[Assigned task] Give back every record precisely.

(Point-per-instance localization data)
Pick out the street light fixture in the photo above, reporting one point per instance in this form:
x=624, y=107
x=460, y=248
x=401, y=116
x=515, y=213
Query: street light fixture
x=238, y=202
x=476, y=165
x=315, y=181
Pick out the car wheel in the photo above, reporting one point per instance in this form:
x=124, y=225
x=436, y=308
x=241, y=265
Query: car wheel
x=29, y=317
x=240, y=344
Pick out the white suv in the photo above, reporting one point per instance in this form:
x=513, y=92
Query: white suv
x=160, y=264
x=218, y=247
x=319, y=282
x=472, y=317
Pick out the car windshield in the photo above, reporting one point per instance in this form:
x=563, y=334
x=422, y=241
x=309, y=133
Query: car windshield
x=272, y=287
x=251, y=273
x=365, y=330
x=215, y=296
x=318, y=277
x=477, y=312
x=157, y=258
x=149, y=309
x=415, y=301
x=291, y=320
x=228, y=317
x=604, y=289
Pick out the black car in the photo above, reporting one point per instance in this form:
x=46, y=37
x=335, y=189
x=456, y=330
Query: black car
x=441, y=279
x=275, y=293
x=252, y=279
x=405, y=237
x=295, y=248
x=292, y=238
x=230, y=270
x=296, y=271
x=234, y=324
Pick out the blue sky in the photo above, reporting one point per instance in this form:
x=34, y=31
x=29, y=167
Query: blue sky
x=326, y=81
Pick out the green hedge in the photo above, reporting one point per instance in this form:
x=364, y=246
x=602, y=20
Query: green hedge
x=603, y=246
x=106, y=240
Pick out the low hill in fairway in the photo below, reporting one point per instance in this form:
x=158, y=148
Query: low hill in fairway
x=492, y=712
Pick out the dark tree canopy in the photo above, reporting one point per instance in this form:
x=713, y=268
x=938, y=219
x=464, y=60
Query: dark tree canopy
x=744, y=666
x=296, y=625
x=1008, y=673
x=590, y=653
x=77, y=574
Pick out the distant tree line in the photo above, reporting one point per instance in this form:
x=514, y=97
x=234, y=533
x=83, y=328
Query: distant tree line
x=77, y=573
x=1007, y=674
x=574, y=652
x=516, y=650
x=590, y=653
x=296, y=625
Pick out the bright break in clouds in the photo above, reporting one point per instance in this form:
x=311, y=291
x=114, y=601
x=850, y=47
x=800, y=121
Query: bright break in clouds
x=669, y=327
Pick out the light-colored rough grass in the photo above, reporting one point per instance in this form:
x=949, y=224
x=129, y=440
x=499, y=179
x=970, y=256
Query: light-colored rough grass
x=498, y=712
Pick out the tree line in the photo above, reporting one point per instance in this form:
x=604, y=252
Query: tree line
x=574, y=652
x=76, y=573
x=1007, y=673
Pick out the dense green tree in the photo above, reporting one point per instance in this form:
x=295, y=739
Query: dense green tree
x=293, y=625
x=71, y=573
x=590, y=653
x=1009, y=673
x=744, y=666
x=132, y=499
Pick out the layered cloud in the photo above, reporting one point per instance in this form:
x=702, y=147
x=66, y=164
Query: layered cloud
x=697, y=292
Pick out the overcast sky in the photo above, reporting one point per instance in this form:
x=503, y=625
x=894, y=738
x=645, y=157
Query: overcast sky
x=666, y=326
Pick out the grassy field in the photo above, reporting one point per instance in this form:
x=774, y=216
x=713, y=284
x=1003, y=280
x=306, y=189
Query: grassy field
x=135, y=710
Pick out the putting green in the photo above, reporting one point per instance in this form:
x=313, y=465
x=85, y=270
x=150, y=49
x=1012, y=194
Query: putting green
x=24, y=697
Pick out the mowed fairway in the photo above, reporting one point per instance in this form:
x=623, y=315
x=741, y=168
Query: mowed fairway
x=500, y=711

[Your solution]
Pick out the street light fixture in the photo above, reporting one point per instance in this form:
x=624, y=107
x=460, y=248
x=401, y=116
x=515, y=213
Query: street light fixture
x=238, y=202
x=476, y=165
x=315, y=181
Pick out the car wheel in the photo above, reporting one point per instance in this form:
x=124, y=225
x=436, y=308
x=241, y=265
Query: car wheel
x=29, y=317
x=240, y=344
Pick out the white suv in the photo above, reporting one point per instance in this form:
x=513, y=92
Query: white suv
x=160, y=264
x=218, y=247
x=319, y=282
x=472, y=317
Pick out the car windshield in the photo above, reporting one point per instance in this form:
x=563, y=334
x=422, y=241
x=309, y=133
Query: car windshield
x=272, y=287
x=251, y=273
x=365, y=330
x=215, y=296
x=318, y=277
x=477, y=312
x=157, y=258
x=149, y=309
x=415, y=301
x=291, y=320
x=228, y=317
x=604, y=289
Pick out the black car in the photo above, reporting one point per instance in this form:
x=46, y=37
x=335, y=189
x=456, y=330
Query: black car
x=441, y=279
x=275, y=293
x=252, y=279
x=405, y=237
x=295, y=248
x=292, y=238
x=230, y=270
x=296, y=271
x=234, y=324
Pick out the blue sky in the photo above, reporting one point per instance in this form:
x=34, y=31
x=29, y=167
Query: blue sky
x=326, y=81
Pick out the green hedge in the photo above, reporting one point per instance in this form:
x=364, y=246
x=602, y=20
Query: green hedge
x=603, y=246
x=106, y=240
Pick out the low hill in fairway in the photo below, reporting one point per instance in this form:
x=158, y=148
Query: low hill in fairway
x=492, y=712
Pick out the dark tree canopy in the photo above, reporting one point per instance in this form:
x=713, y=268
x=938, y=219
x=464, y=60
Query: dark tree canopy
x=744, y=666
x=296, y=625
x=1008, y=673
x=590, y=653
x=77, y=574
Pick out the distant tree line in the photo above, reporting one point per instance in this form:
x=514, y=97
x=234, y=533
x=83, y=328
Query: distant tree line
x=77, y=573
x=1007, y=674
x=574, y=652
x=516, y=650
x=590, y=653
x=296, y=625
Pick out the bright break in clouds in the photo above, reporting one point per instance in this form:
x=311, y=291
x=114, y=601
x=850, y=47
x=800, y=121
Query: bright break in clouds
x=669, y=327
Pick out the light-colored rough grass in the photo above, reporting one point per instance in this form:
x=949, y=224
x=129, y=440
x=499, y=179
x=970, y=256
Query: light-colored rough grass
x=498, y=712
Pick out the tree line in the photo above, reporting one point per instance in this form:
x=604, y=252
Query: tree line
x=574, y=652
x=76, y=573
x=1007, y=673
Pick out the dense green tree in the photo above, reporting one point per instance in this form:
x=295, y=739
Query: dense green tree
x=293, y=625
x=71, y=573
x=590, y=653
x=1009, y=673
x=744, y=666
x=132, y=499
Pick out the layered cloud in the photo above, reporting one point per instance in this form:
x=702, y=147
x=66, y=164
Query: layered cloud
x=697, y=292
Pick out the overcast sky in the photo above, reporting one point per instance in this form:
x=503, y=625
x=894, y=738
x=645, y=157
Query: overcast sky
x=666, y=326
Pick out the grassy field in the photo above, reporting one point per instance in this form:
x=774, y=216
x=713, y=284
x=1003, y=280
x=306, y=189
Query: grassy field
x=135, y=710
Pick out the putting green in the photo above, reporting one point per instance in this form:
x=313, y=465
x=85, y=270
x=150, y=49
x=1012, y=194
Query: putting green
x=24, y=697
Pick out the mowed fairway in the photo above, reporting one point per instance in this form:
x=623, y=315
x=741, y=168
Query: mowed fairway
x=500, y=711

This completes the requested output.